TRY IT:
What is needed is a copy of each line in the listing below that contains "strap".

─── RECORDS TO PROCESS ───

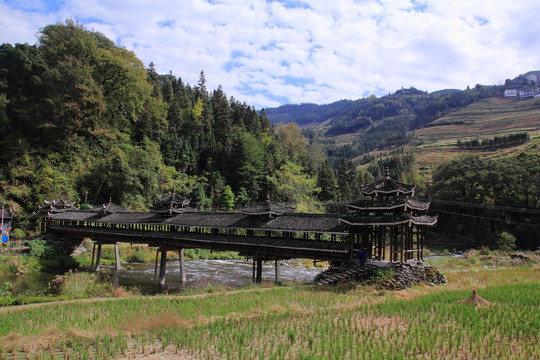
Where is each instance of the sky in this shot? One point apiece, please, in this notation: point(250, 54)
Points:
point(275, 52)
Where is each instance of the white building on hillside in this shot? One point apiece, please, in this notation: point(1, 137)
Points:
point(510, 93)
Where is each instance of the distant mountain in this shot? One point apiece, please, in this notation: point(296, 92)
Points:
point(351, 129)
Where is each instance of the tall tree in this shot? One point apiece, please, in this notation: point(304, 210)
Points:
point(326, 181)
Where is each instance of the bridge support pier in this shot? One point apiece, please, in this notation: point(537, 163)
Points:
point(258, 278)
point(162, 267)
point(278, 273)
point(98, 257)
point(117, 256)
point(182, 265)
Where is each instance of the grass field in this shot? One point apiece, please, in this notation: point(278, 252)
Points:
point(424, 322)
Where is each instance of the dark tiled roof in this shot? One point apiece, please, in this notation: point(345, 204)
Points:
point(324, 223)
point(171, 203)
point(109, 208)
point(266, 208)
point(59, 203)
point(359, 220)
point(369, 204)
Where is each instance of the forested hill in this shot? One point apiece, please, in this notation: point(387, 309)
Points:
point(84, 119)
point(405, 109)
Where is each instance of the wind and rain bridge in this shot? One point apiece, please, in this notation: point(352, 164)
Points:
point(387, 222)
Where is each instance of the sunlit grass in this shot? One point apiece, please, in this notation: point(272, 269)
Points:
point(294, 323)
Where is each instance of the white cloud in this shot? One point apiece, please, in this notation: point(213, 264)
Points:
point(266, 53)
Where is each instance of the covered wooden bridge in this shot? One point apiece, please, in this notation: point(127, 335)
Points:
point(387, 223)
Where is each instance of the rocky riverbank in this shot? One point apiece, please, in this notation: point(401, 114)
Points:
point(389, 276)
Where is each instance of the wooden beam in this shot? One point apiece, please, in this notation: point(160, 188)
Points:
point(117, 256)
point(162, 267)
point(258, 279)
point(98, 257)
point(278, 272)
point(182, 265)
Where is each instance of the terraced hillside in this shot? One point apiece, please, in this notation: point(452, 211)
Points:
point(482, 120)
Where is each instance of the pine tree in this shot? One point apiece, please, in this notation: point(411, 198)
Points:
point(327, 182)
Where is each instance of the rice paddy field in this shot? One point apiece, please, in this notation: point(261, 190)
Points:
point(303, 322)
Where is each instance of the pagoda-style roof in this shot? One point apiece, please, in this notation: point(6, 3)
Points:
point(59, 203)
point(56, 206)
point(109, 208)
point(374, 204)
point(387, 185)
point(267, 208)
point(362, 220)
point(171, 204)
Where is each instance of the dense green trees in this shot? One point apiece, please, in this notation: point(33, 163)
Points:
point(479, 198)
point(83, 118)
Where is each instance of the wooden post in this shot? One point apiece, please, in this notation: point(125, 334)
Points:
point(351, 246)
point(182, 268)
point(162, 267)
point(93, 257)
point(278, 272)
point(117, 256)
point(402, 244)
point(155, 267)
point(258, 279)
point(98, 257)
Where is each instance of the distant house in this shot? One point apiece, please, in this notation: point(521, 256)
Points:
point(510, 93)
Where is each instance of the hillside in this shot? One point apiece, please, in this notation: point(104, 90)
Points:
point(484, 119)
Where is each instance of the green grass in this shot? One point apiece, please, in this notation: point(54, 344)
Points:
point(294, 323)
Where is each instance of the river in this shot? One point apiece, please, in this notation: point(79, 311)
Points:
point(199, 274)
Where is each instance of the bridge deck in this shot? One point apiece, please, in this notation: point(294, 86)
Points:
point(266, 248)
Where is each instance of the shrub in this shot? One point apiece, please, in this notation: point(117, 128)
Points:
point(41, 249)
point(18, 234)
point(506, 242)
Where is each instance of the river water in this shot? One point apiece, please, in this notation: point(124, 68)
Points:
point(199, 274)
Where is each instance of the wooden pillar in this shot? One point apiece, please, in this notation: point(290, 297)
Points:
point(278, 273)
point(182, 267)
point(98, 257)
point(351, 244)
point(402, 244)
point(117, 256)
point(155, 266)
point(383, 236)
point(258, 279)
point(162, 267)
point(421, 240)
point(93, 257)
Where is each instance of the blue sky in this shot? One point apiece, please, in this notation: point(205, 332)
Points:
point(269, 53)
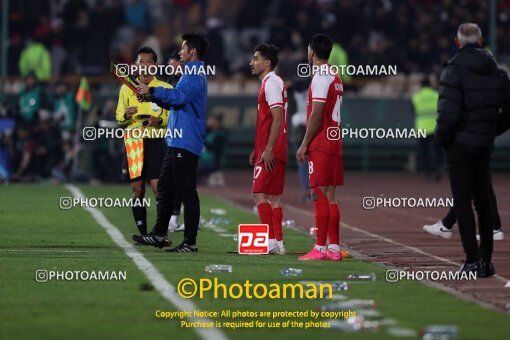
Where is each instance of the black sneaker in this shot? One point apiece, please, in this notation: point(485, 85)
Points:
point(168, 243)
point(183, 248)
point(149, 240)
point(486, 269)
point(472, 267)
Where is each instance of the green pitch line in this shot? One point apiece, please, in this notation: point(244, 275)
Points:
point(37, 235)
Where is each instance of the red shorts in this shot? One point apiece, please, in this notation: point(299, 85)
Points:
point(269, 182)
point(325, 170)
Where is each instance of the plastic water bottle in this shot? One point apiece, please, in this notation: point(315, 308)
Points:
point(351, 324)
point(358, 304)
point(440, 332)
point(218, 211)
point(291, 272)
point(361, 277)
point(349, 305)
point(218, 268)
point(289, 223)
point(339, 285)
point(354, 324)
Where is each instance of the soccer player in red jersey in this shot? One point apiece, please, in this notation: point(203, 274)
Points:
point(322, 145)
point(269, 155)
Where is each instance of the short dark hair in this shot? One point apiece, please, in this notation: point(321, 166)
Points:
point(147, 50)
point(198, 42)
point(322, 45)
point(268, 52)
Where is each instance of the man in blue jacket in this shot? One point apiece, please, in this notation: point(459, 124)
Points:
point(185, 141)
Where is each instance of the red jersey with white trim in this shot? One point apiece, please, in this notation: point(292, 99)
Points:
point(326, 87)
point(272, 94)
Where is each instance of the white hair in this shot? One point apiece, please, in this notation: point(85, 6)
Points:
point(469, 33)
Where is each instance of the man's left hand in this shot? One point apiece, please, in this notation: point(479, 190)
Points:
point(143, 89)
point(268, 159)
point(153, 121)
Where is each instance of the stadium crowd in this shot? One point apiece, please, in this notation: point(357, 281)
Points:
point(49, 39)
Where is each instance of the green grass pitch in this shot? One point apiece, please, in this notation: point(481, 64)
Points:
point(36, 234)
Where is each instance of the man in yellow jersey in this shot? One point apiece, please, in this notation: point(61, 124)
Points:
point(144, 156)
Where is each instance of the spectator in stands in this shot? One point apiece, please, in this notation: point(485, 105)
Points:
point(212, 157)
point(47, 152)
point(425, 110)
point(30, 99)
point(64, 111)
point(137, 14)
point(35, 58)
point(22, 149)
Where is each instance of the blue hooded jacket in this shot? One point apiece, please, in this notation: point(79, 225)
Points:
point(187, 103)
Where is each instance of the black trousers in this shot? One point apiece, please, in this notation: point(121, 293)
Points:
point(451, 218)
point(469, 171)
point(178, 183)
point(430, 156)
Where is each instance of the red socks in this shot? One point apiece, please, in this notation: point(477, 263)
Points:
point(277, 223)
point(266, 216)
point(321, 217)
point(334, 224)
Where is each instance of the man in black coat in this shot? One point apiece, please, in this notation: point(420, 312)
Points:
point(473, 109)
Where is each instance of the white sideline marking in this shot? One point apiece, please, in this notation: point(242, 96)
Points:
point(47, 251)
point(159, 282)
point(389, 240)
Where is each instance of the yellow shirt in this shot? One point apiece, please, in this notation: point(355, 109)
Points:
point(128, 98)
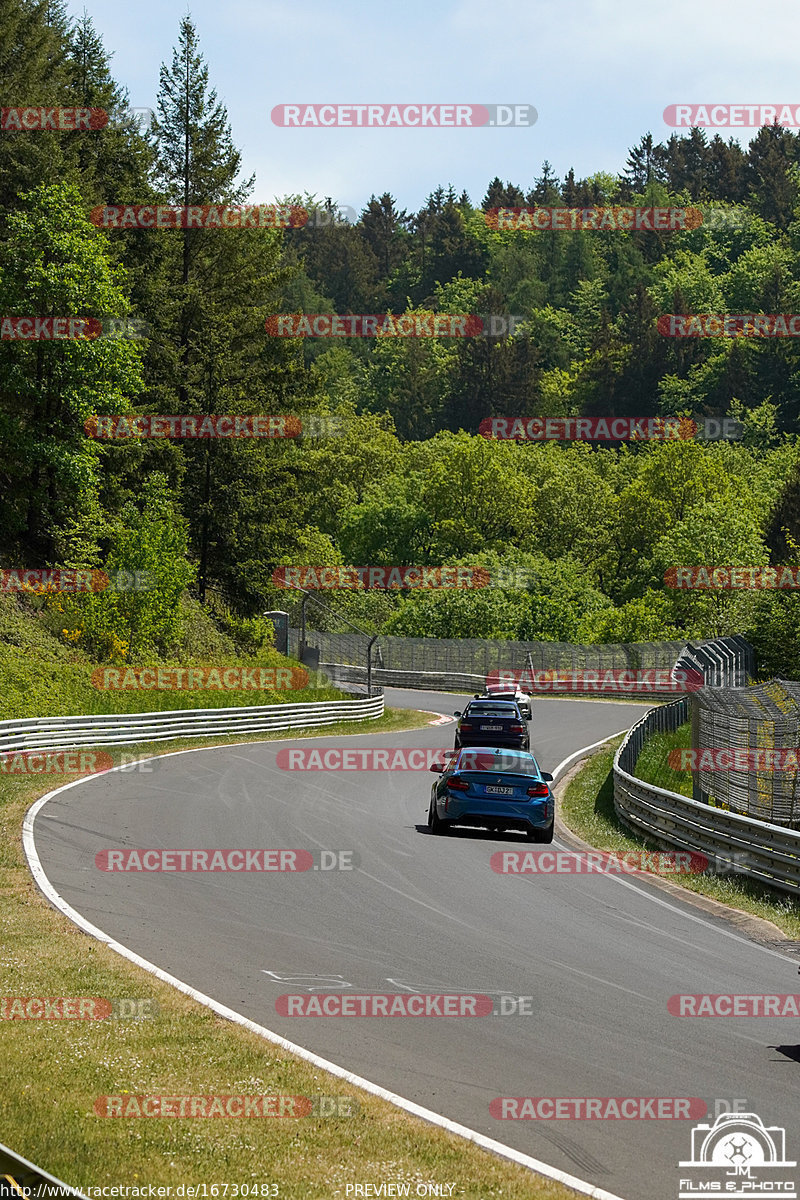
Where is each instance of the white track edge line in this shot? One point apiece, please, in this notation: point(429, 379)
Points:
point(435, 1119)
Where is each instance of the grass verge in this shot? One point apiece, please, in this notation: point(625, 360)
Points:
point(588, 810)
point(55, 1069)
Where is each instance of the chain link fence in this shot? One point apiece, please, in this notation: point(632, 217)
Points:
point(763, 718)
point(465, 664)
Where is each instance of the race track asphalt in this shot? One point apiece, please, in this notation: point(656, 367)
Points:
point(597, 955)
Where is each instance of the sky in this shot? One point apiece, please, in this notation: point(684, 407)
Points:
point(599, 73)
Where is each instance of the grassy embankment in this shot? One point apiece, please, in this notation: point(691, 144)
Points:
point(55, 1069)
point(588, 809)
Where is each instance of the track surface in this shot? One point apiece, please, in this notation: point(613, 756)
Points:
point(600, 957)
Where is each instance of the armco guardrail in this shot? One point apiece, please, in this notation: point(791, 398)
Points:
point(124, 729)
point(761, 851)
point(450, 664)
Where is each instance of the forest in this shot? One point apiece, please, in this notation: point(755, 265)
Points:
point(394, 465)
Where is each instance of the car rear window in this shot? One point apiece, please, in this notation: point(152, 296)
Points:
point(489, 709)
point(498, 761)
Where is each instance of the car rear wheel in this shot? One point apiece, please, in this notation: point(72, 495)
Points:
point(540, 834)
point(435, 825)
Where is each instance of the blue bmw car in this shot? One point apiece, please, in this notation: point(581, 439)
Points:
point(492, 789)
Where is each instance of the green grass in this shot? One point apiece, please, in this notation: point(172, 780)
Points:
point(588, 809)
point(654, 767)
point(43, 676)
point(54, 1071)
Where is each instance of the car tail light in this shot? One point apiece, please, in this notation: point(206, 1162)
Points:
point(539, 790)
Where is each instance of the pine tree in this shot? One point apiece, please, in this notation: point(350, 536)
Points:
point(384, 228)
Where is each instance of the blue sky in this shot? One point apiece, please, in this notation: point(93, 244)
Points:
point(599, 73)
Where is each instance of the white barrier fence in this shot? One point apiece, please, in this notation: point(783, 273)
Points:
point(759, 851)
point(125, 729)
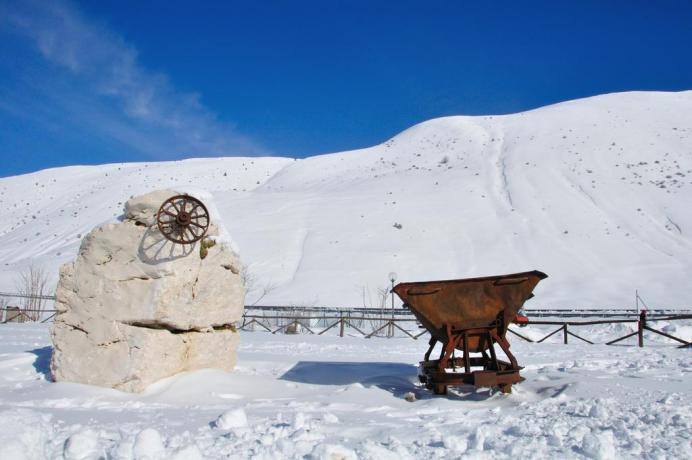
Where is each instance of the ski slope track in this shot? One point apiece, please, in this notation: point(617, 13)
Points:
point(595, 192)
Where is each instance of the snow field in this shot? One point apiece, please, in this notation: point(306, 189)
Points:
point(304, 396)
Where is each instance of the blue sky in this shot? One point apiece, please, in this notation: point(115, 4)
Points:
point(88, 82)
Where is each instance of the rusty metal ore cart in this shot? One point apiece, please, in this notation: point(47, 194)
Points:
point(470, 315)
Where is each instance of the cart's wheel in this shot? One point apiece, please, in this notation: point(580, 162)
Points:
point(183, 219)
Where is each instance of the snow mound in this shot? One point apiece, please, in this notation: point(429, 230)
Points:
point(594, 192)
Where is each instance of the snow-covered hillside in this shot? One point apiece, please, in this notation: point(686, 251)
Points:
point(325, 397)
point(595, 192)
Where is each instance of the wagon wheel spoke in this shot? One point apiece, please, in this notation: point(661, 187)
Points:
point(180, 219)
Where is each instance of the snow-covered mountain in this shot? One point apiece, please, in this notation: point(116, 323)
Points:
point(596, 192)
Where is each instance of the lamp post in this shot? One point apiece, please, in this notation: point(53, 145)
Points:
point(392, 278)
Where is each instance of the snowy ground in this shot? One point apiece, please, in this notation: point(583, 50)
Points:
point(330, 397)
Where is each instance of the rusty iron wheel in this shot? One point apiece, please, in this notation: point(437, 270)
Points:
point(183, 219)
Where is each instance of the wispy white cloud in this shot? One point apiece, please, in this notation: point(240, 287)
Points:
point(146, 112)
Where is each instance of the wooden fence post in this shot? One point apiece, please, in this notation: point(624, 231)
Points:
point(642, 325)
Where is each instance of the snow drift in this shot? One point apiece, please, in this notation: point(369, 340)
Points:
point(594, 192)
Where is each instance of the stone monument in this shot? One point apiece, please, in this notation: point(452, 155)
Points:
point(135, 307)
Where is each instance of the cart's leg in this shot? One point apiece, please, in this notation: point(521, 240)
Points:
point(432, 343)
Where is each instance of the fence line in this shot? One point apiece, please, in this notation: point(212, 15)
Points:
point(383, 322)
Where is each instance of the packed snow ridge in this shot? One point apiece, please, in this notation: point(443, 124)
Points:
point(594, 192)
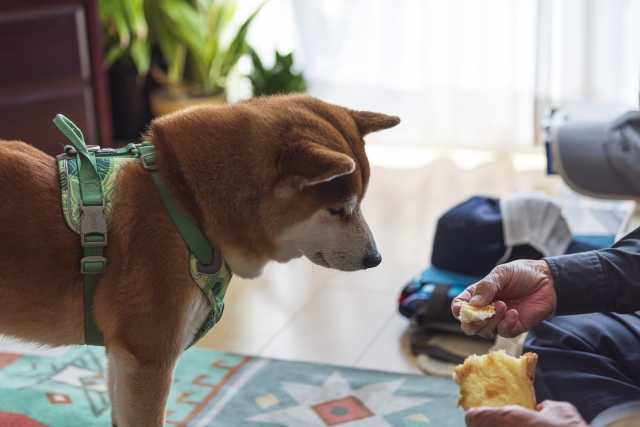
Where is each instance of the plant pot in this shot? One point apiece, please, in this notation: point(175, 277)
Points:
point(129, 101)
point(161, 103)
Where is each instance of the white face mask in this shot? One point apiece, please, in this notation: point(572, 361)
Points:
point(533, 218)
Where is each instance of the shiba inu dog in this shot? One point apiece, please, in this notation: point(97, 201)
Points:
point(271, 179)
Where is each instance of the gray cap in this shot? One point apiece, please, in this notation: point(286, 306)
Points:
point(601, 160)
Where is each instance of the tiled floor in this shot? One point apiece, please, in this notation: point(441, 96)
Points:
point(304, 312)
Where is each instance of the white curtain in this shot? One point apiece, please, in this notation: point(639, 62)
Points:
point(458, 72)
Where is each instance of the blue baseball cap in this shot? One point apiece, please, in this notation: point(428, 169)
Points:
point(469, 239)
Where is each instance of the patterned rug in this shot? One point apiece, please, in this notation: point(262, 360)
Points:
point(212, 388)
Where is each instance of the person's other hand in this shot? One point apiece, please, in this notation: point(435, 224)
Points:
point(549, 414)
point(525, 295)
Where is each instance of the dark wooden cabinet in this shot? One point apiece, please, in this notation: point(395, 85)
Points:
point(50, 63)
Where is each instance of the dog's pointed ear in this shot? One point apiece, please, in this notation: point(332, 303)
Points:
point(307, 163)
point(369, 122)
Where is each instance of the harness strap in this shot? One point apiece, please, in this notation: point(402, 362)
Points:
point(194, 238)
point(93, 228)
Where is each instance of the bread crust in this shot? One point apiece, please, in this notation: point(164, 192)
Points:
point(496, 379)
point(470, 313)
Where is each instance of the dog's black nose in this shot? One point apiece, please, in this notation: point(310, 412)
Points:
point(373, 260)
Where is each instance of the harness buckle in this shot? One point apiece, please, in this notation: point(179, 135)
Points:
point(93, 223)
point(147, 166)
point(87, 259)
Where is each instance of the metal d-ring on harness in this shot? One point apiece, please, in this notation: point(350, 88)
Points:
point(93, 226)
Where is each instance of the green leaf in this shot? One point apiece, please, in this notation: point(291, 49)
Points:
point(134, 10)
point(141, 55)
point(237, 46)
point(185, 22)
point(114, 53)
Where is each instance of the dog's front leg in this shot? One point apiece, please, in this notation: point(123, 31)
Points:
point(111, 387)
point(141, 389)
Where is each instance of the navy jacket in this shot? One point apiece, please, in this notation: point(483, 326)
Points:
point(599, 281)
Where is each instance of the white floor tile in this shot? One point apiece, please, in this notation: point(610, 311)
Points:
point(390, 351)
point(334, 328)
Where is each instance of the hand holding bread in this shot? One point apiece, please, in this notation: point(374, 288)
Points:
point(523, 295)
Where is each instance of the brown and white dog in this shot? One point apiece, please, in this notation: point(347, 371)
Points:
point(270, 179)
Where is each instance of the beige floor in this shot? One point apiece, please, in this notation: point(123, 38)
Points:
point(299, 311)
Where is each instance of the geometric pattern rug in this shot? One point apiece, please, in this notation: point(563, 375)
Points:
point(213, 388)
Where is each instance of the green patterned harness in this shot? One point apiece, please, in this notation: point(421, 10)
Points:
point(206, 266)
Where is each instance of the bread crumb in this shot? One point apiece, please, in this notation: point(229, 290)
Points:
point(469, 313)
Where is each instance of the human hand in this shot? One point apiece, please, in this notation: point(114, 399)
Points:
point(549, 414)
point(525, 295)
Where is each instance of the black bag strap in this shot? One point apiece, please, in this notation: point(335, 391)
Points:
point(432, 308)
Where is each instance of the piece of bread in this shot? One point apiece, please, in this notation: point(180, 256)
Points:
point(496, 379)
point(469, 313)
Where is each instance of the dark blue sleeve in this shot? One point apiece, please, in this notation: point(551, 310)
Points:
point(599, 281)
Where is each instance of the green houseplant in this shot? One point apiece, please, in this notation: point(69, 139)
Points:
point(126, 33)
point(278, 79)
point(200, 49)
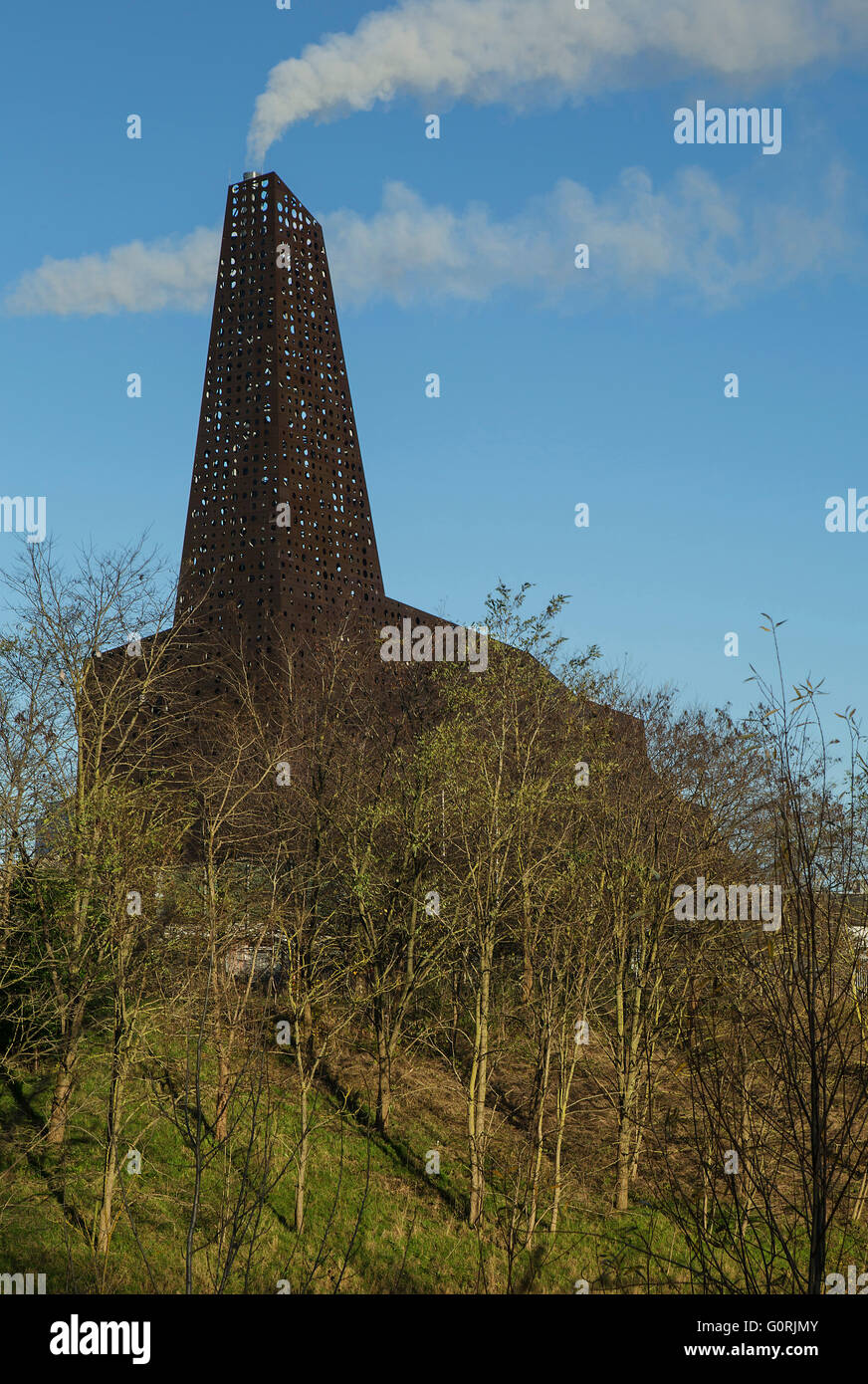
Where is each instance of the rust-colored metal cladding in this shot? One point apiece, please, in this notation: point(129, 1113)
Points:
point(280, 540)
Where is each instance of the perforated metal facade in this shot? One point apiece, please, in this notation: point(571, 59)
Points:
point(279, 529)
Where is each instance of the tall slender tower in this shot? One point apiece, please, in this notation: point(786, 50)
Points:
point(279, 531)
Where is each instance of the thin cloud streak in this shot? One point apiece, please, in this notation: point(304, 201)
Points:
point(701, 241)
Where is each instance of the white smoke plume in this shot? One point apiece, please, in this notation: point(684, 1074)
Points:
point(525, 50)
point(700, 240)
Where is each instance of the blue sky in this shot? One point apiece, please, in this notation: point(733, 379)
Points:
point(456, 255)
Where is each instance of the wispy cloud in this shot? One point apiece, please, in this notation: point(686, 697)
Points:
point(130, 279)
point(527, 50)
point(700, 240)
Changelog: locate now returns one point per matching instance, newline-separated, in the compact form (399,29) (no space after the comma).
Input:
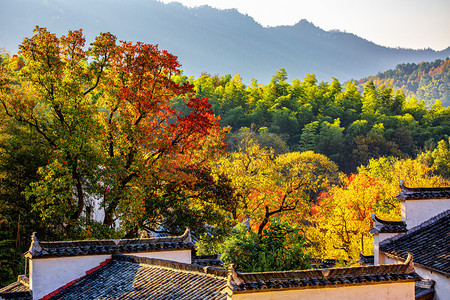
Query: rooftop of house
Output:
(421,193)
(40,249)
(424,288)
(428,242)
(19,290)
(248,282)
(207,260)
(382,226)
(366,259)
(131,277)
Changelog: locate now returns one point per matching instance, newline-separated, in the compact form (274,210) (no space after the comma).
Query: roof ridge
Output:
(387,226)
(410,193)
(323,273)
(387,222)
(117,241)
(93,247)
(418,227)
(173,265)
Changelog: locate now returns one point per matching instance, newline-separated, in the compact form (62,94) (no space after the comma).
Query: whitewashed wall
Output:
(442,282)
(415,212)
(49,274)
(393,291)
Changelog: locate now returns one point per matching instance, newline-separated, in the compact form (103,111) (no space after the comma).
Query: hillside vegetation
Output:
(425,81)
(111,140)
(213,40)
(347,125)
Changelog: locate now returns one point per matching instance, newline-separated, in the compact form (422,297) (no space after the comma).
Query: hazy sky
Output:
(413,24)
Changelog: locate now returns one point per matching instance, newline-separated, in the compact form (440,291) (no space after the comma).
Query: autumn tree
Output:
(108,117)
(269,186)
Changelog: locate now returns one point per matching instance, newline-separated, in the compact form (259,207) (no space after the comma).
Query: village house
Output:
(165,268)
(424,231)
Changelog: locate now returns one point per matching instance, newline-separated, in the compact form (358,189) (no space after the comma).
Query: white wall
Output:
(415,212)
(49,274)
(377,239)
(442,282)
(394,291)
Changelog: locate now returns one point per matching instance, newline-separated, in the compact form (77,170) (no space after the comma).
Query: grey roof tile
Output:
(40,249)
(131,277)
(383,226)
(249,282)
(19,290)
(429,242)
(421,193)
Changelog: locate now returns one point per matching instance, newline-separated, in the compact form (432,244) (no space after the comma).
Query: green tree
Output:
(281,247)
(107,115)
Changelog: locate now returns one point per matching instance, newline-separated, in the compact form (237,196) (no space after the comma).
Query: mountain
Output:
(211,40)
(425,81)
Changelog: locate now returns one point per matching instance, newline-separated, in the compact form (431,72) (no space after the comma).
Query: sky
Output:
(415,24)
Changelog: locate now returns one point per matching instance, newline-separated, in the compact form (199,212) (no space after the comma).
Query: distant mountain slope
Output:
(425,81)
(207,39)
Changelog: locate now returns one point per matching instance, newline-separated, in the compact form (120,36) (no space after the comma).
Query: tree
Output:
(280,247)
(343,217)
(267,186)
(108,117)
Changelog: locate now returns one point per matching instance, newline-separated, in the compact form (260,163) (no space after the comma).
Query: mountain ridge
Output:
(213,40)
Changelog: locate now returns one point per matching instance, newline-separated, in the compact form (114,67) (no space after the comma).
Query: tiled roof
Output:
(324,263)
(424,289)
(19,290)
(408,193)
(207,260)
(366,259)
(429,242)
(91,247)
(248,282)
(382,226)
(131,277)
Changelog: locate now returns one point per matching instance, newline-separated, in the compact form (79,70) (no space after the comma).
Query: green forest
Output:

───

TASK RESPONSE:
Where is each instance of the harness strap in this shot? One point apiece, please, in this notation: point(402, 362)
Where is each instance of the black bag strap in this shot? One point apiece, please, in this notation: point(335, 391)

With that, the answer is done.